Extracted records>
>>>>

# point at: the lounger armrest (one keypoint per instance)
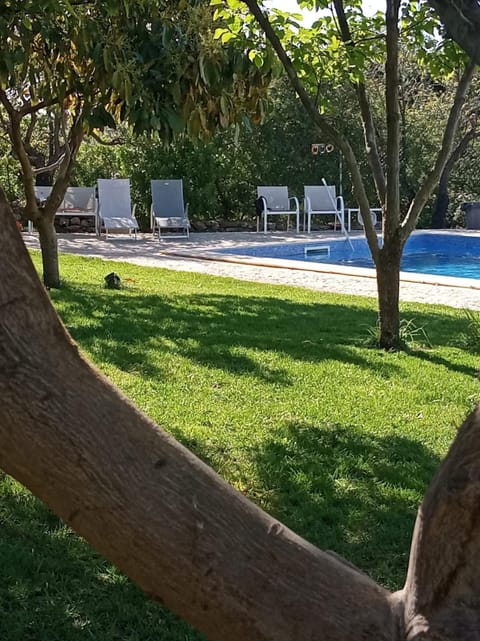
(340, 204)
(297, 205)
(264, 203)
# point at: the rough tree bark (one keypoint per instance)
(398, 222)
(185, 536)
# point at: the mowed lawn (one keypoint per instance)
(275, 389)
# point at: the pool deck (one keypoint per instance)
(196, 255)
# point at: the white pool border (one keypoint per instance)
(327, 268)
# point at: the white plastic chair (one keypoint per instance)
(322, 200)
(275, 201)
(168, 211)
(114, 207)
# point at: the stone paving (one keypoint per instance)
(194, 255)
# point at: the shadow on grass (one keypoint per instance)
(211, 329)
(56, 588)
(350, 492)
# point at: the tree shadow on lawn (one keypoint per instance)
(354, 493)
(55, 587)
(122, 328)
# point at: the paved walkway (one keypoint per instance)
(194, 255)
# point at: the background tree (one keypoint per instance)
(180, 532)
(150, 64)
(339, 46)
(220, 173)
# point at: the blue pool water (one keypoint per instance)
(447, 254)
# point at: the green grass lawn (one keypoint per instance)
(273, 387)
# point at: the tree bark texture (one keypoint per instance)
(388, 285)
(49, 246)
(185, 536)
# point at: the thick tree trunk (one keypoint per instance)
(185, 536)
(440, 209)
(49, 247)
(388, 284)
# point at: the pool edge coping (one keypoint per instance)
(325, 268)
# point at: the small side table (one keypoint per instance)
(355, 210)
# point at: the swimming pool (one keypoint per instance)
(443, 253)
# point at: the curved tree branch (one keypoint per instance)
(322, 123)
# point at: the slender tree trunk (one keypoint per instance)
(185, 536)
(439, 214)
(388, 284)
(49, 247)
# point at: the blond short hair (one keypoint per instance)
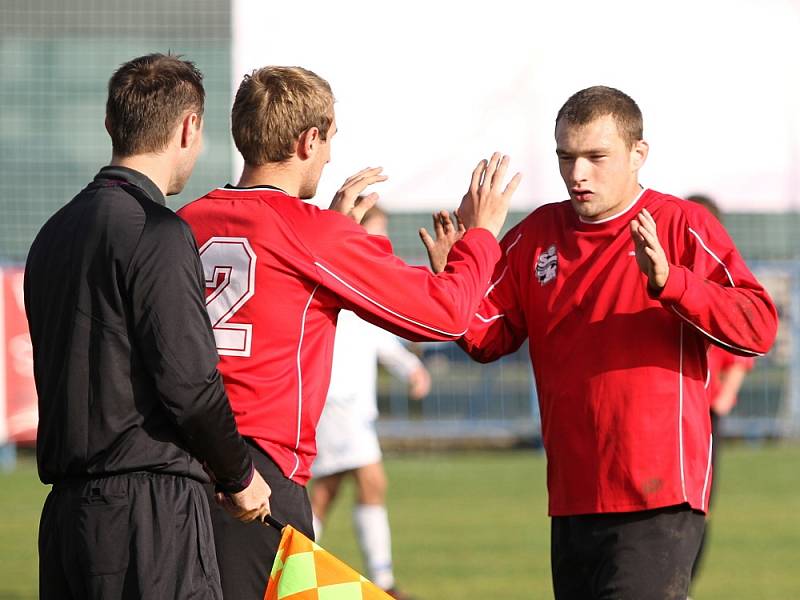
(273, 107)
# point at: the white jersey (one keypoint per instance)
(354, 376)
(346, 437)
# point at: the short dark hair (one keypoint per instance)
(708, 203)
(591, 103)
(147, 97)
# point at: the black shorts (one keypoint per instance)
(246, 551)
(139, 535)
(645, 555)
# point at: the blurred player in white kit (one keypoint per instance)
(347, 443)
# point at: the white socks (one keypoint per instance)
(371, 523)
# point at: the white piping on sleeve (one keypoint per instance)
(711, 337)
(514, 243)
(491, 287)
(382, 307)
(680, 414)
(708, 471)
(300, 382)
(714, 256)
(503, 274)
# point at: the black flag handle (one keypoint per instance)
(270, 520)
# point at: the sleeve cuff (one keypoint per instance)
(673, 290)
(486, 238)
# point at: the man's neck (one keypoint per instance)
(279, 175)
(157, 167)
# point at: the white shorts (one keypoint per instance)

<<<<

Directive> Repeat each line of the records above exactly, but do not copy the pictures.

Exercise solution>
# point at: the lounger armrest (one keypoint per instance)
(340, 204)
(297, 205)
(264, 203)
# point at: the rough tree bark (one keypoint per instance)
(398, 222)
(185, 536)
# point at: the mowed lawn (one keypoint per instance)
(275, 389)
# point at: the pool deck (one keypoint per instance)
(196, 255)
# point at: the white pool border (one keypoint per instance)
(327, 268)
# point at: the white plastic chair (one keypoint per instance)
(322, 200)
(275, 201)
(168, 211)
(114, 207)
# point at: the stone paving (one keypoint per instance)
(194, 255)
# point at: the shadow on grass (one keypoint per instance)
(211, 329)
(56, 588)
(350, 492)
# point at: the tree shadow on lawn (one keypoint per instance)
(354, 493)
(55, 587)
(122, 328)
# point at: the paved walkway (one keypoint per instance)
(194, 255)
# point at: the background tree (one keypoint per instance)
(180, 532)
(150, 64)
(339, 46)
(220, 173)
# point at: the blue pool water (one keypoint per instance)
(447, 254)
# point at: the green grass lawn (one keypoint per instance)
(273, 387)
# point at: the tree bark texture (one keypoint per instance)
(388, 285)
(49, 246)
(185, 536)
# point at: the thick tree trunk (one keypoint per instance)
(185, 536)
(440, 209)
(49, 247)
(388, 284)
# point at: the pool edge coping (one keypoint per instance)
(325, 268)
# point at: the small side table (one keypoint per instance)
(355, 210)
# point at: the swimming pool (one keypoint per instance)
(443, 253)
# point at: the curved tree branch (one keypoint per instance)
(322, 123)
# point at: the slender tree trunk (one keypoint per instance)
(185, 536)
(439, 214)
(388, 284)
(49, 247)
# point at: the blond short hair (one keypoint per instance)
(273, 107)
# point at: the white jersey (one keypoint per instance)
(354, 376)
(346, 437)
# point at: the short dark hair (one keypoint per instance)
(708, 203)
(591, 103)
(147, 97)
# point at: the black shorts (one keypoint per instance)
(246, 551)
(139, 535)
(645, 555)
# point at: the blurred player in white kit (one keypoint per instance)
(347, 443)
# point at: the white socks (one keypoint per instance)
(371, 523)
# point at: the white piping on sleeve (one keypoint per instance)
(711, 337)
(514, 243)
(491, 287)
(382, 307)
(680, 414)
(708, 471)
(300, 382)
(714, 256)
(503, 274)
# point at: the black flag handle (one keypoint per instance)
(270, 520)
# point at: the sleeve cuff (one keypoint per instance)
(673, 290)
(486, 238)
# point at: the man's neck (one keypoint per instance)
(279, 175)
(157, 167)
# point at: the white shorts (one keypoint per instance)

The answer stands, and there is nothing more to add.